■ Instruction
Copy the items below, replacing every "instance" with "occurrence" and keeping everything else the same.

■ Dataset extract
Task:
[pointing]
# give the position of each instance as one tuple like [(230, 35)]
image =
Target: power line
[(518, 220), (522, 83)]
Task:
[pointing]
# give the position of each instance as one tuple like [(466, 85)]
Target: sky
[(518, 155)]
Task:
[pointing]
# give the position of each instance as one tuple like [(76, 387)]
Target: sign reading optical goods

■ Solution to this exercise
Task:
[pointing]
# give the position of each occurrence as one tuple like [(230, 35)]
image =
Target: power line
[(518, 220), (522, 83)]
Task:
[pointing]
# give the position of each occurrence as one tuple like [(466, 85)]
Target: sky
[(518, 155)]
Task:
[pointing]
# give the position of each occurrence as one tuple like [(76, 387)]
Target: sign reading optical goods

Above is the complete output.